» **What you need to do**
Repeat each record exactly. Any picture gets left out.

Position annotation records

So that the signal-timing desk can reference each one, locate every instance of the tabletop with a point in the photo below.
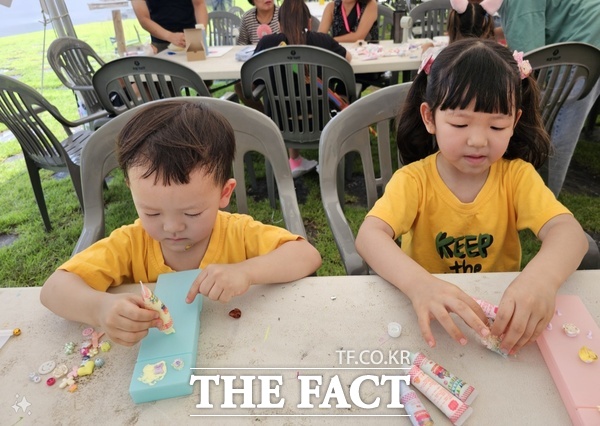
(315, 326)
(385, 56)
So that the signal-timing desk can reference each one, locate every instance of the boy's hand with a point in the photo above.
(220, 282)
(436, 299)
(124, 318)
(524, 311)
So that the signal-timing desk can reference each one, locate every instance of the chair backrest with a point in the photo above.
(253, 132)
(430, 19)
(385, 21)
(350, 131)
(123, 83)
(563, 71)
(75, 62)
(237, 11)
(220, 28)
(24, 111)
(300, 115)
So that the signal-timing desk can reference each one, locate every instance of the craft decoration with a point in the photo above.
(154, 303)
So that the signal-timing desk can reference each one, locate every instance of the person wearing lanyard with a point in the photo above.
(350, 20)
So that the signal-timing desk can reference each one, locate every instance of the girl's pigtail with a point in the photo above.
(530, 140)
(413, 140)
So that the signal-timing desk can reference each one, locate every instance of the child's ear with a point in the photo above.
(517, 116)
(226, 193)
(427, 117)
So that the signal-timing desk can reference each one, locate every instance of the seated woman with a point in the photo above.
(295, 26)
(264, 12)
(350, 21)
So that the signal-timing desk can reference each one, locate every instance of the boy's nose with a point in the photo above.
(173, 226)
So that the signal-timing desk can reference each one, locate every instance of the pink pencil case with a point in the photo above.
(578, 382)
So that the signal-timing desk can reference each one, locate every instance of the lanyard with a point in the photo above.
(346, 17)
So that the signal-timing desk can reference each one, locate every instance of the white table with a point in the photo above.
(225, 67)
(285, 328)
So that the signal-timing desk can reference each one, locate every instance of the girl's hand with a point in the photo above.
(436, 299)
(124, 318)
(524, 311)
(220, 282)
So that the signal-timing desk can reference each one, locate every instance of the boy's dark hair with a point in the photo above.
(480, 70)
(473, 22)
(294, 17)
(176, 137)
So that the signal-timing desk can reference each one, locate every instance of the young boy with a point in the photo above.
(177, 159)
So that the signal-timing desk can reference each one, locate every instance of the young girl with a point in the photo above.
(464, 194)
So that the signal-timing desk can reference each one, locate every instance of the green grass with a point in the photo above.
(35, 254)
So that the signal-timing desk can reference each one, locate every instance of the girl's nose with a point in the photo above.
(477, 139)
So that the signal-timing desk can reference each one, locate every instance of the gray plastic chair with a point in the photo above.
(122, 84)
(300, 115)
(75, 62)
(253, 132)
(349, 132)
(385, 21)
(430, 19)
(220, 28)
(26, 113)
(559, 69)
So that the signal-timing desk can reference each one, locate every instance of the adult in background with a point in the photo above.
(349, 21)
(532, 24)
(264, 12)
(166, 20)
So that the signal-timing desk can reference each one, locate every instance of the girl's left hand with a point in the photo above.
(524, 311)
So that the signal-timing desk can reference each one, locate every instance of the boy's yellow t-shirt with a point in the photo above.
(130, 255)
(444, 235)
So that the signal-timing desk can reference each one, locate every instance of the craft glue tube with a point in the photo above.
(489, 309)
(452, 407)
(457, 387)
(419, 416)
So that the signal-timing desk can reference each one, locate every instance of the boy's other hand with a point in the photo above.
(124, 318)
(220, 282)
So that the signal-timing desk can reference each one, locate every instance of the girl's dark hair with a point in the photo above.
(480, 70)
(294, 17)
(174, 138)
(473, 22)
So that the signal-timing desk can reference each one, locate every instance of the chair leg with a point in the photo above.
(36, 184)
(270, 184)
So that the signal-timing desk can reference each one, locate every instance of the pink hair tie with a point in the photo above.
(524, 65)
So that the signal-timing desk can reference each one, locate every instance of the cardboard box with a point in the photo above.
(194, 45)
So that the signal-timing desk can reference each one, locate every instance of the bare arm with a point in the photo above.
(431, 297)
(528, 303)
(326, 19)
(143, 15)
(200, 12)
(121, 316)
(290, 261)
(364, 27)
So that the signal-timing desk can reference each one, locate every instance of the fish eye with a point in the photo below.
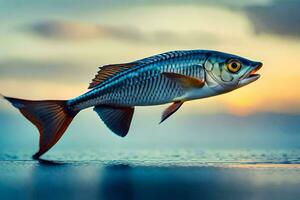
(234, 65)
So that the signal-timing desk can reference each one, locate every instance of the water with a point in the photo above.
(148, 174)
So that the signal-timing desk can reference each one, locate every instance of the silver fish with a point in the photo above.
(173, 77)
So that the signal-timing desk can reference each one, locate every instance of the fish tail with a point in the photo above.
(51, 117)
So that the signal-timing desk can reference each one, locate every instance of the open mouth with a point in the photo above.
(252, 74)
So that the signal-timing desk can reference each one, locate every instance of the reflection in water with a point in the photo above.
(117, 182)
(95, 180)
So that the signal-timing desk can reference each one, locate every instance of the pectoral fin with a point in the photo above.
(117, 119)
(185, 81)
(170, 110)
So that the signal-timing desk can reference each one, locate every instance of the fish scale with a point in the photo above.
(145, 85)
(176, 76)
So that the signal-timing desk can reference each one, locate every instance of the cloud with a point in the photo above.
(73, 31)
(23, 69)
(279, 17)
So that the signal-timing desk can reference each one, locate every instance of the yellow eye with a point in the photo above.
(234, 66)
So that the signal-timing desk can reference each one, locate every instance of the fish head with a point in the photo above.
(226, 72)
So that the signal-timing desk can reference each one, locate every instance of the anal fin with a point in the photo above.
(170, 110)
(117, 119)
(184, 81)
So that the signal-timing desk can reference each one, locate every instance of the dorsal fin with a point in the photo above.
(108, 71)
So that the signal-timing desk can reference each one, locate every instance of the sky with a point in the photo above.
(52, 50)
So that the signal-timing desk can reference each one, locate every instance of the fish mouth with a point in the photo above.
(251, 76)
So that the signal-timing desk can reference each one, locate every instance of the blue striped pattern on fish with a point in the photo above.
(144, 85)
(175, 76)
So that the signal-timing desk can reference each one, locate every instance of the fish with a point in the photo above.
(173, 77)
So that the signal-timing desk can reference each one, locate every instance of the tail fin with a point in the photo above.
(51, 117)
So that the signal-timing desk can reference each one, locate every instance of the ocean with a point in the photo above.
(152, 174)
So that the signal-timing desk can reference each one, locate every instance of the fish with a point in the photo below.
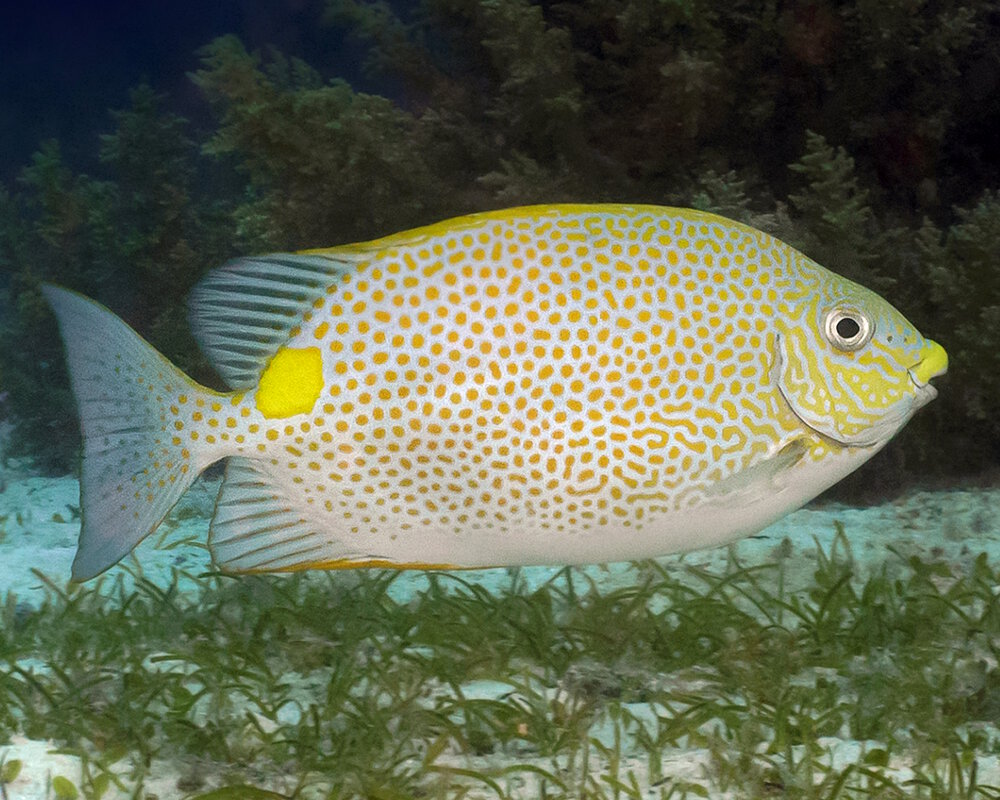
(558, 384)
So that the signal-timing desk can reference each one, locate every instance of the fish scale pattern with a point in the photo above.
(555, 374)
(552, 384)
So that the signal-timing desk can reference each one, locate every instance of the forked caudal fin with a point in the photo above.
(135, 467)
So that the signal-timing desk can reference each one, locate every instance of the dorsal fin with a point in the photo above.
(243, 311)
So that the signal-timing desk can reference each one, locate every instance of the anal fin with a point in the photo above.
(257, 529)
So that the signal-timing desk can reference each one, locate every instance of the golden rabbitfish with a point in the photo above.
(552, 384)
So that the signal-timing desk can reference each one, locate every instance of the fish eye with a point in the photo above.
(848, 329)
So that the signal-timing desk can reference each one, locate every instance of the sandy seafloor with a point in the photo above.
(39, 527)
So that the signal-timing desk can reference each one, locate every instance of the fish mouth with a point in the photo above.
(933, 362)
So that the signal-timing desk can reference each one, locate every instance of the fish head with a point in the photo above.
(851, 366)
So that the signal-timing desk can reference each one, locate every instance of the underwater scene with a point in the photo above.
(500, 399)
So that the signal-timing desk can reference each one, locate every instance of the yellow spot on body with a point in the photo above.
(291, 382)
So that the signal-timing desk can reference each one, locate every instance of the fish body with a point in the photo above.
(551, 384)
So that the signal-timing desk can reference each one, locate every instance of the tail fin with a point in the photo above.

» **Reply**
So that the signal-timing desk can reference each one, locate every instance of the tabletop with a point in the photo below.
(315, 326)
(385, 56)
So that the signal-timing desk can reference each one, locate every instance of the boy's hand with a point in the photo above.
(220, 282)
(436, 299)
(124, 318)
(524, 311)
So that the signal-timing desk can reference each one, locate every instance of the chair backrest with a point in the photo above.
(253, 132)
(430, 19)
(385, 21)
(350, 131)
(123, 83)
(563, 71)
(75, 62)
(237, 11)
(220, 28)
(24, 111)
(300, 115)
So that the signal-timing desk can reference each one, locate every instance of the craft decoration with a point in the photo above.
(154, 303)
So that the signal-timing desk can reference each one, locate every instance of the person wearing lanyard with a point in the photo above.
(350, 20)
So that the signal-timing desk can reference each one, locate every instance of the girl's pigtail with a point in the photo above.
(530, 140)
(413, 140)
So that the signal-timing desk can reference each one, locate every instance of the child's ear with a point in the photo above.
(517, 116)
(226, 193)
(427, 117)
So that the signal-timing desk can reference each one, locate every instance of the seated woman with a point in the photo above.
(295, 26)
(264, 12)
(350, 21)
So that the signal-timing desk can reference each one, locate every instance of the boy's nose with a point in the photo above.
(173, 226)
So that the signal-timing desk can reference each one, locate every instance of the pink pencil case with a point in the photo above.
(578, 382)
So that the signal-timing desk can reference each one, locate every instance of the lanyard with a point in the photo above.
(346, 17)
So that the signal-timing desk can reference each one, locate every instance of the white table with a point in the photo above.
(225, 67)
(285, 328)
So that the signal-timing desk can reference each one, locate every instance of the girl's hand with a point in the photo above.
(436, 299)
(124, 318)
(524, 311)
(220, 282)
So that the signal-timing desk can reference each one, locate every instance of the boy's dark hair with a point in the photo above.
(480, 70)
(473, 22)
(294, 17)
(176, 137)
So that the signal-timing desk can reference each one, locate every instance of the young boy with a point in the photo above.
(177, 159)
So that the signal-timing desk can reference each one, locate every instance of the young girl with a point in the photo above.
(464, 194)
So that the signal-timing desk can reference each one, locate every instance of the green grass with a point in the photo above.
(35, 254)
So that the signal-timing desk can reference each one, locate every instance of the girl's nose with a point in the photo above.
(477, 139)
So that the signal-timing desk can reference each one, locate every instance of the gray plastic chair with a point in the photo above.
(122, 84)
(300, 115)
(75, 62)
(253, 132)
(349, 132)
(385, 21)
(430, 19)
(220, 28)
(26, 113)
(559, 69)
So that the signal-timing desk can reference each one, locate every instance of the adult in background with a point in the photo above.
(349, 21)
(532, 24)
(264, 12)
(166, 20)
So that the signal-timing desk can reference each one, locate every instance of the girl's left hand with a point in the photo above.
(524, 311)
So that the signal-timing desk can reference each one, locate every instance of the boy's yellow t-shirt with a point in the photo above.
(130, 255)
(444, 235)
So that the signal-timing desk can reference each one, locate every instance of the craft glue tube with a point in the photo above.
(489, 309)
(452, 407)
(457, 387)
(419, 416)
So that the signal-timing desk can reference each one, locate every instance of the boy's other hand with a point in the photo above.
(124, 318)
(220, 282)
So that the signal-timing desk can reference each one, locate every instance of the girl's dark hair with a point in the photo above.
(480, 70)
(294, 17)
(174, 138)
(473, 22)
So that the signal-timing desk can reference each one, locate every instance of the chair leg with a point in the photo above.
(36, 184)
(270, 184)
So that the signal-timing desk can reference each one, locate every instance of the pink hair tie with a point in the photo above.
(524, 65)
So that the signal-timing desk can reference each one, locate every instance of the cardboard box with a point in the photo above.
(194, 45)
So that the signal-timing desk can reference each one, locate every instance of the bare arm with a point in the photo above.
(431, 297)
(528, 303)
(326, 19)
(143, 15)
(200, 12)
(121, 316)
(290, 261)
(364, 27)
So that the signal-timing desk can reference each one, locate every instance of the fish eye with a point in the photo below.
(234, 65)
So that the signal-timing desk can reference each one, locate every instance of the water with a point in the photo above.
(148, 174)
So that the signal-timing desk can reference each one, locate every instance of the silver fish with a point in the photo above.
(173, 77)
So that the signal-timing desk can reference each one, locate every instance of the fish tail with a point in the photo above.
(51, 117)
So that the signal-timing desk can reference each one, locate every instance of the open mouth with a point in the photo above.
(252, 74)
So that the signal-timing desk can reference each one, locate every instance of the reflection in water with a point in the photo above.
(117, 182)
(95, 180)
So that the signal-timing desk can reference each one, locate every instance of the pectoral fin with a point in the photo above.
(117, 119)
(185, 81)
(170, 110)
So that the signal-timing desk can reference each one, locate every instance of the fish scale with a point in the photo above.
(145, 85)
(176, 76)
So that the signal-timing desk can reference each one, locate every instance of the cloud with a point in the photo above.
(73, 31)
(23, 69)
(279, 17)
So that the signal-timing desk can reference each one, locate every instance of the yellow eye with a point in the photo above.
(234, 66)
So that the signal-timing desk can reference each one, locate every instance of the fish head with a point in the photo above.
(226, 72)
So that the signal-timing desk can reference each one, locate every instance of the anal fin with a point in the photo above.
(170, 110)
(117, 119)
(184, 81)
So that the signal-timing desk can reference each one, locate every instance of the dorsal fin with a point in the photo above.
(108, 71)
So that the signal-timing desk can reference each one, locate every instance of the sky with a point in the photo above.
(52, 50)
So that the signal-timing desk can reference each one, locate every instance of the fish mouth with a point in the photo above.
(251, 76)
So that the signal-timing desk can reference each one, locate every instance of the blue striped pattern on fish with a point in the photo above.
(144, 85)
(175, 76)
So that the signal-timing desk can reference each one, locate every instance of the fish with a point in the photo above.
(173, 77)
So that the signal-timing desk can reference each one, locate every instance of the tail fin with a point in the photo above.
(51, 117)
So that the signal-timing desk can reference each one, locate every instance of the ocean with a point in the photo above.
(152, 174)
So that the signal-timing desk can reference each one, locate every instance of the fish with a point in the photo below.
(558, 384)
So that the signal-timing desk can reference each one, locate every instance of the fish scale pattern with a point in the photo above.
(555, 374)
(552, 384)
So that the signal-timing desk can reference each one, locate every instance of the forked caudal fin with a point in the photo above.
(135, 467)
So that the signal-timing desk can reference each one, locate every instance of the dorsal fin with a point in the photo above.
(243, 311)
So that the signal-timing desk can reference each one, locate every instance of the anal fin with a point in the photo above.
(257, 529)
So that the signal-timing desk can reference each one, locate every instance of the golden rabbitfish with a point in the photo above.
(552, 384)
So that the signal-timing desk can reference each one, locate every instance of the fish eye with a point in the photo above.
(848, 329)
So that the signal-timing desk can reference each one, locate every instance of the sandy seafloor with a point in the photo above.
(39, 527)
So that the signal-timing desk can reference each one, locate every instance of the fish mouth with a point in the photo above.
(933, 362)
So that the signal-timing desk can reference each one, locate every instance of the fish head with a point in the photo above.
(851, 366)
So that the signal-timing desk can reference each one, locate every instance of the underwater scene with a point in the photo above.
(500, 399)
So that the signal-timing desk can reference each one, locate every instance of the yellow spot on body with a point in the photo above.
(291, 382)
So that the signal-timing desk can reference each one, locate every instance of the fish body with a point in the photo above.
(551, 384)
So that the signal-timing desk can reference each one, locate every instance of the tail fin with a point in the photo above.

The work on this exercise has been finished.